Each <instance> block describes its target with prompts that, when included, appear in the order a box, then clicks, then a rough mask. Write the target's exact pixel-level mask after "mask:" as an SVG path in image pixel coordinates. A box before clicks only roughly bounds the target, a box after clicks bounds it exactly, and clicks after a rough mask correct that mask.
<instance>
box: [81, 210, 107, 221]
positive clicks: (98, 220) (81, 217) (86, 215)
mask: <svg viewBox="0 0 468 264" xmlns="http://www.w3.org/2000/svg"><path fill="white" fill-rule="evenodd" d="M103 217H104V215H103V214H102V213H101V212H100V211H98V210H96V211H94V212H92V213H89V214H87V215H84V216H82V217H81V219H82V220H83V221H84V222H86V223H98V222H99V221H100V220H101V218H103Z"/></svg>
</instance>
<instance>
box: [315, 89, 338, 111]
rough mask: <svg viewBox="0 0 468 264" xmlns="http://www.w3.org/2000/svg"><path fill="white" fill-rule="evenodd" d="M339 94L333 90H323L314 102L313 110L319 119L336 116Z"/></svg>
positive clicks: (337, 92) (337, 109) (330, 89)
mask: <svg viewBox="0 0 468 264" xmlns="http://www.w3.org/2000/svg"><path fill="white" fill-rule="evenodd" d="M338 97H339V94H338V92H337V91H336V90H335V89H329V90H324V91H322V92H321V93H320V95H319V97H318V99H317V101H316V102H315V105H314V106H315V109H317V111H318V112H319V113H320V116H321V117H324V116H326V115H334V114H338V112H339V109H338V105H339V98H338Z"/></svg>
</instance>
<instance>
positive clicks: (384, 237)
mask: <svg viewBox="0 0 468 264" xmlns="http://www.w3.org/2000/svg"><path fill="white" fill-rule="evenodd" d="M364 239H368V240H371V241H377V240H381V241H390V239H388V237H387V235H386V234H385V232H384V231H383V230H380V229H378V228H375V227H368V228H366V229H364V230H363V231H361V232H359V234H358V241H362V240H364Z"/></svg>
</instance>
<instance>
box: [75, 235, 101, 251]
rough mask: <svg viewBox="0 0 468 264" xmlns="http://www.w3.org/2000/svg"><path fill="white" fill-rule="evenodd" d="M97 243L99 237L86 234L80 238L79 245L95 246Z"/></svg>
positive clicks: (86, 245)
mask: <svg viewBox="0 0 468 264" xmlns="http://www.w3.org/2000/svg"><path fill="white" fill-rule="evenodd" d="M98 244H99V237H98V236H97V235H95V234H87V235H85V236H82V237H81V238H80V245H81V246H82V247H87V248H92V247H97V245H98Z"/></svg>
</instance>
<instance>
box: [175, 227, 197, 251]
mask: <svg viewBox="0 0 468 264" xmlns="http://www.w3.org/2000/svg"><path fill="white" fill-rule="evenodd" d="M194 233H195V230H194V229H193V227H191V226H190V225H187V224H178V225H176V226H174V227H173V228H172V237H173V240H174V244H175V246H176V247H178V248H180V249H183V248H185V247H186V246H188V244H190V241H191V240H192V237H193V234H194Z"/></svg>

··········

- Task details
In full and without error, retype the entries above.

- Written solution
Each <instance> block describes its target with prompts that, when included, appear in the order a box, then clicks, then a rough mask. Write the target's exact pixel-level mask after "mask:" as an SVG path in image pixel coordinates. A box before clicks only roughly bounds the target, a box after clicks bounds it exactly, and clicks after a rough mask correct that mask.
<instance>
box: [81, 210, 107, 221]
positive clicks: (98, 220) (81, 217) (86, 215)
mask: <svg viewBox="0 0 468 264" xmlns="http://www.w3.org/2000/svg"><path fill="white" fill-rule="evenodd" d="M103 217H104V215H103V214H102V213H101V212H100V211H98V210H96V211H94V212H92V213H89V214H87V215H84V216H82V217H81V219H82V220H83V221H84V222H86V223H98V222H99V221H100V220H101V218H103Z"/></svg>
</instance>
<instance>
box: [315, 89, 338, 111]
rough mask: <svg viewBox="0 0 468 264" xmlns="http://www.w3.org/2000/svg"><path fill="white" fill-rule="evenodd" d="M339 94L333 90H323L314 102L313 110L319 119L336 116Z"/></svg>
positive clicks: (337, 92) (337, 109) (330, 89)
mask: <svg viewBox="0 0 468 264" xmlns="http://www.w3.org/2000/svg"><path fill="white" fill-rule="evenodd" d="M338 97H339V94H338V92H337V91H336V90H335V89H329V90H324V91H322V92H321V93H320V95H319V97H318V99H317V101H316V102H315V105H314V106H315V109H317V111H318V112H319V113H320V116H321V117H324V116H326V115H334V114H338V112H339V109H338V105H339V98H338Z"/></svg>
</instance>
<instance>
positive clicks: (384, 237)
mask: <svg viewBox="0 0 468 264" xmlns="http://www.w3.org/2000/svg"><path fill="white" fill-rule="evenodd" d="M364 239H368V240H371V241H377V240H381V241H390V239H388V237H387V235H386V234H385V232H384V231H383V230H380V229H378V228H375V227H368V228H366V229H364V230H363V231H361V232H359V234H358V241H362V240H364Z"/></svg>
</instance>
<instance>
box: [75, 235, 101, 251]
rough mask: <svg viewBox="0 0 468 264" xmlns="http://www.w3.org/2000/svg"><path fill="white" fill-rule="evenodd" d="M97 243L99 237L86 234L80 238L79 245L95 246Z"/></svg>
positive clicks: (86, 245)
mask: <svg viewBox="0 0 468 264" xmlns="http://www.w3.org/2000/svg"><path fill="white" fill-rule="evenodd" d="M98 244H99V237H98V236H97V235H95V234H87V235H85V236H82V237H81V238H80V245H81V246H82V247H87V248H92V247H97V245H98Z"/></svg>
</instance>
<instance>
box: [175, 227, 197, 251]
mask: <svg viewBox="0 0 468 264" xmlns="http://www.w3.org/2000/svg"><path fill="white" fill-rule="evenodd" d="M194 233H195V230H194V229H193V227H191V226H190V225H187V224H178V225H176V226H174V227H173V228H172V237H173V240H174V244H175V246H176V247H178V248H180V249H183V248H185V247H186V246H188V244H190V241H191V240H192V237H193V234H194Z"/></svg>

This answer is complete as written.